--- Задание ---
Ответьте на вопросы по цитируемому тексту:
(a) Сколько раз он пытался бежать из дому на фронт?
(b) Кем Колю определили в сентябре 1915 года?
(c) Что по-прежнему оставалось единственным утешением?

--- Цитируемый текст ---
==================================================
Появилось страстное желание совершить что-нибудь необычайное. Детские романтические мечты звали к подвигу. Сводки с театров военных действий прочитывались от первой до последней строчки. С особым волнением он следил за сообщениями о подростках — участниках войны. Его уже больше не удовлетворяла столь распространенная среди детей игра в «войну». Заброшен был пугач. Дважды его обладатель пытался бежать из дому на фронт, и дважды его возвращали к родителям.
Общий заработок отца, матери и старшего брата Дмитрия был так ничтожен, нужда так велика, что и ему самому пришлось пойти работать. В сентябре 1915 года Колю определили кубовщиком станционного буфета. Получал он 6 рублей в месяц. Нужно было дежурить по 12–14 часов, таскать ведерные самовары по крутой узкой лестнице. Тяжелый труд этот был ему непосилен. Но он не отлынивал от работы, терпел. Невыносимо было другое: грубые и бессердечные официанты, развращенные подачками посетителей, постоянные оплеухи и подзатыльники, открытый цинизм взрослых. Он, «буфетный мальчик», видел жизнь всегда снизу, «как грязные ноги прохожих видишь из окон подвала». Сколько обездоленных людей прошло перед его главами — не счесть! Но чем больше страданий он наблюдал и переносил сам, тем тверже убеждался он в том, что «не могут люди жить так всегда, лопнет у них, наконец, терпенье… не настоящая эта жизнь для человека!»
Попрежнему единственным утешением оставались книги.
==================================================
--- Исходные записи ---
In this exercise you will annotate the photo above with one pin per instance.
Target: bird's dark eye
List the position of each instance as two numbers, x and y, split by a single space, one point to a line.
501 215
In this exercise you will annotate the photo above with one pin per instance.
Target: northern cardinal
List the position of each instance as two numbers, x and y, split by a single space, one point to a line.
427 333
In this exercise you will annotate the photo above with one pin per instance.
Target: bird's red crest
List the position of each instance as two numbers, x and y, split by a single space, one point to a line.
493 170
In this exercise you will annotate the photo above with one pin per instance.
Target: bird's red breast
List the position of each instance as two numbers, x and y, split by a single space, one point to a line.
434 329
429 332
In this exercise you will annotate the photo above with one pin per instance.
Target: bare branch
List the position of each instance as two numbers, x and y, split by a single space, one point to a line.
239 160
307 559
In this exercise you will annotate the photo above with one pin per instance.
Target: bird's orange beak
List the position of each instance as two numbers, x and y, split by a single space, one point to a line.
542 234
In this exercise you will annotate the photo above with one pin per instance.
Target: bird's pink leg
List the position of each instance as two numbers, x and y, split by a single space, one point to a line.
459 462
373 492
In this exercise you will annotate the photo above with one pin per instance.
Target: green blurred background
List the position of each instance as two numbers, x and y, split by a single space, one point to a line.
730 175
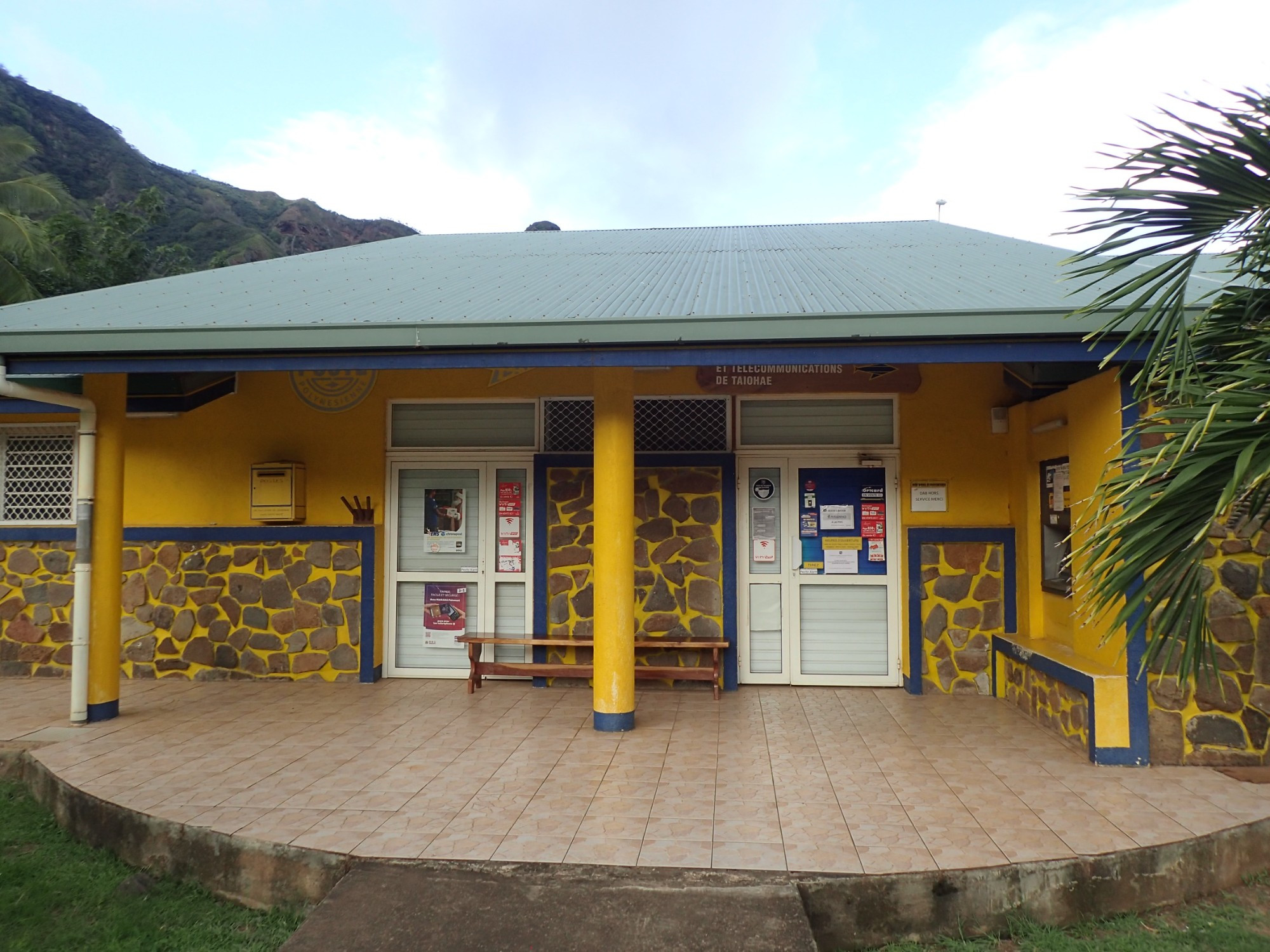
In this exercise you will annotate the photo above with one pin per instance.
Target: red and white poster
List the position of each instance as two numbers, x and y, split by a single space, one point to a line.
511 555
445 614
==================================================
--- Ответ к заданию ---
(a) Дважды.
(b) Кубовщиком станционного буфета.
(c) Книги.